Exercise: List every line in the data below that contains the word "propeller", matching case exactly.

Raw data:
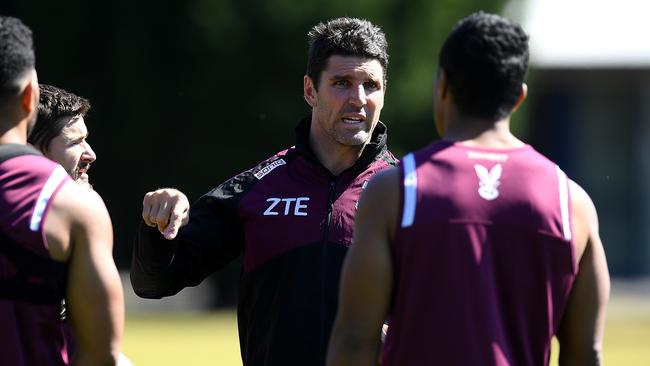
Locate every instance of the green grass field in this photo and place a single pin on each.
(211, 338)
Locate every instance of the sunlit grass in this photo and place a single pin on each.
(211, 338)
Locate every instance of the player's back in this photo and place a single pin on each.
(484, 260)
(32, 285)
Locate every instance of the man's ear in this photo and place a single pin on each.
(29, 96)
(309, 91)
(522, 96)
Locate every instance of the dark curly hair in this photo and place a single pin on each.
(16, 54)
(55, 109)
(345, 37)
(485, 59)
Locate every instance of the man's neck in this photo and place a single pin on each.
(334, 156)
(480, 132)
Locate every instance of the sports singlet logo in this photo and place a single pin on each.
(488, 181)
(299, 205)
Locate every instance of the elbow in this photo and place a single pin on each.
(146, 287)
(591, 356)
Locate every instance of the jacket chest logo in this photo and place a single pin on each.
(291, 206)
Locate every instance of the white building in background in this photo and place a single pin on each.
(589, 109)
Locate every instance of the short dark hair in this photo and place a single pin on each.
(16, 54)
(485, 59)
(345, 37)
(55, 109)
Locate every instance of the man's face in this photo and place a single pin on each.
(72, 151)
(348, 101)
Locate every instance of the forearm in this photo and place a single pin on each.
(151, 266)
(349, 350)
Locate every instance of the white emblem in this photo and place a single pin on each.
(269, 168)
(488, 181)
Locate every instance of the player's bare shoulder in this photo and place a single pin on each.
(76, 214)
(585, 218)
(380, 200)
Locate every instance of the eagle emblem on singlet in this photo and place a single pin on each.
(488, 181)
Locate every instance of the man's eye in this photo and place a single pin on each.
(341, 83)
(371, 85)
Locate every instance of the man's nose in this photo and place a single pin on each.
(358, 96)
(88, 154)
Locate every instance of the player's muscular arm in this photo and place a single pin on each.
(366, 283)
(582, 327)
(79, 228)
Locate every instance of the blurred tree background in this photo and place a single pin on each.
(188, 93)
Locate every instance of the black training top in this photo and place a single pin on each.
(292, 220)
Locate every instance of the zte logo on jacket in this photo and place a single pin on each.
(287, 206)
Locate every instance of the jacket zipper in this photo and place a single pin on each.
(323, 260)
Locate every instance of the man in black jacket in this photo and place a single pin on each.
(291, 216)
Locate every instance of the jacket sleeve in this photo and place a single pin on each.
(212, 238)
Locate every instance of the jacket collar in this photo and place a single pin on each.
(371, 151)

---

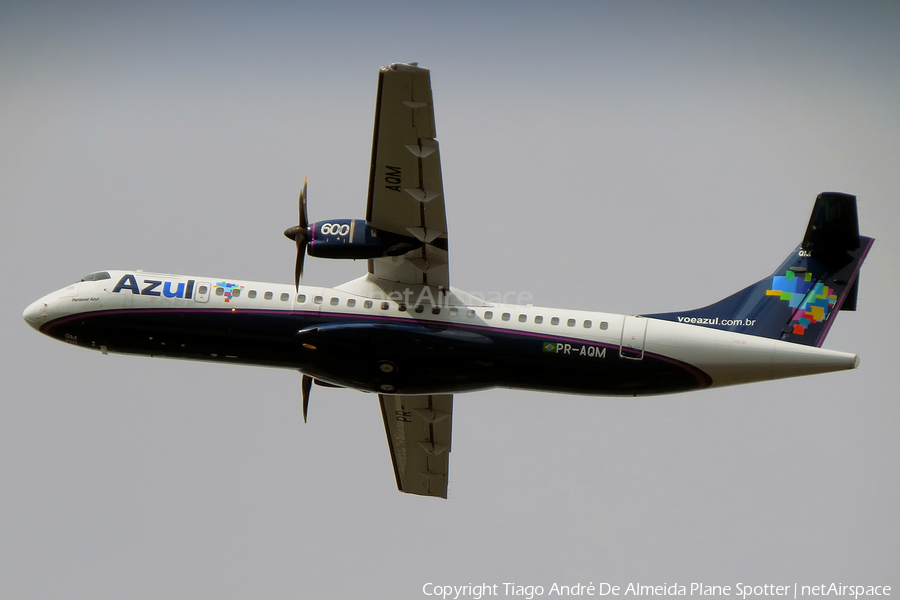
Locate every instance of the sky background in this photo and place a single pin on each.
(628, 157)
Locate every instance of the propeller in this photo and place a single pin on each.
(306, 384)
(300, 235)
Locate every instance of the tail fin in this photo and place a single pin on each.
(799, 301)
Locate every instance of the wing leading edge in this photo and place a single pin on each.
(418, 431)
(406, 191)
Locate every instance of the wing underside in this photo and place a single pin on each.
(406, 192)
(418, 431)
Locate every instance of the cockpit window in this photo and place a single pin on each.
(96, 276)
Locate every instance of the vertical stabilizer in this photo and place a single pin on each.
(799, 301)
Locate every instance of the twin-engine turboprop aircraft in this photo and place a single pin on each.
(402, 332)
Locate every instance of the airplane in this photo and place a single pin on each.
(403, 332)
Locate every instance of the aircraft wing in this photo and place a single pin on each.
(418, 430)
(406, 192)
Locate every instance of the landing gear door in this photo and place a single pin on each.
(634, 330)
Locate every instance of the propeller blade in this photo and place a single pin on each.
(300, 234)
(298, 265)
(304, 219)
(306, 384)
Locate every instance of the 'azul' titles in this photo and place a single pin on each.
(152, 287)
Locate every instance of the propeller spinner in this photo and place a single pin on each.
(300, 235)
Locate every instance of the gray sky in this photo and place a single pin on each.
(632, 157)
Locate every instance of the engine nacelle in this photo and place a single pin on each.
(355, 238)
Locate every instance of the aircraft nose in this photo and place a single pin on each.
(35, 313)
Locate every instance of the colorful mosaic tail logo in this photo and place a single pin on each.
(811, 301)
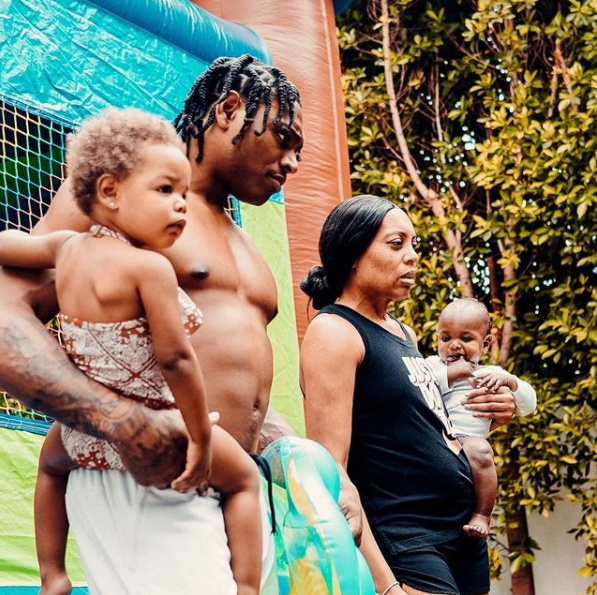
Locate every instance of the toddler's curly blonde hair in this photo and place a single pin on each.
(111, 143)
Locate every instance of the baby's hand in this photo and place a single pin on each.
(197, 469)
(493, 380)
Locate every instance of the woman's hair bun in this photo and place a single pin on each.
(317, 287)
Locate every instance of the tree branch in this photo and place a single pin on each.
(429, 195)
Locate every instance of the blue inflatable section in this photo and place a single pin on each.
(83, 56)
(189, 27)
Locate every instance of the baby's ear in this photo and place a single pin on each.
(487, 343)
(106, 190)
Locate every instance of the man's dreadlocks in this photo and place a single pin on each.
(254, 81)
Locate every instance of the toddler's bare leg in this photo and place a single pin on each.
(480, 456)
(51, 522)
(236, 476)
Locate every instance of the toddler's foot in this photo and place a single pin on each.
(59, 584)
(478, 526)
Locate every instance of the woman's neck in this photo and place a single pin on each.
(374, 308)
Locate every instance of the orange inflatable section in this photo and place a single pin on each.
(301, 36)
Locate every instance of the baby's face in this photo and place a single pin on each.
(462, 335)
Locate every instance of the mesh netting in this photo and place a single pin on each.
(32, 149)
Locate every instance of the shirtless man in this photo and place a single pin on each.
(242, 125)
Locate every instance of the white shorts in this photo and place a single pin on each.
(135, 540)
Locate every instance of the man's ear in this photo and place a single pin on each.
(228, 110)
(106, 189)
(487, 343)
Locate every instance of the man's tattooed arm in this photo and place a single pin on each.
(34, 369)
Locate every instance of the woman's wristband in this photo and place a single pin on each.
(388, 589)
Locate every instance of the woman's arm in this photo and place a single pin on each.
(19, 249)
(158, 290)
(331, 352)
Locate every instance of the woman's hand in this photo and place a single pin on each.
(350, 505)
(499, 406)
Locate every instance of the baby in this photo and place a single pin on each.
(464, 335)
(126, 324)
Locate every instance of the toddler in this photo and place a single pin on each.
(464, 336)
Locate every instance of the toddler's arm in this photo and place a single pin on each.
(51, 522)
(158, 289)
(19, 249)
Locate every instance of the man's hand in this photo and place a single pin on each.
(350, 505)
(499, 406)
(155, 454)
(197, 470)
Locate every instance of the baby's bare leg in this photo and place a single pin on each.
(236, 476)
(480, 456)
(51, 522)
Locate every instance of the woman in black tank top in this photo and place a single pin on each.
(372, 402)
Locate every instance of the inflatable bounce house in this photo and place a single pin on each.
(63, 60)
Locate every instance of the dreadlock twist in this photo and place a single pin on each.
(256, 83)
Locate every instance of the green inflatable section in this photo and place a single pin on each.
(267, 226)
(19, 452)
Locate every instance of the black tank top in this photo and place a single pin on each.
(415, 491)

Written solution:
Locate every instance of the propeller in this photo and place a single pin on each.
Locate every instance of the propeller blade in this photo and place a single pin on each.
Locate every instance of the propeller spinner in this photo and place a single pin on each.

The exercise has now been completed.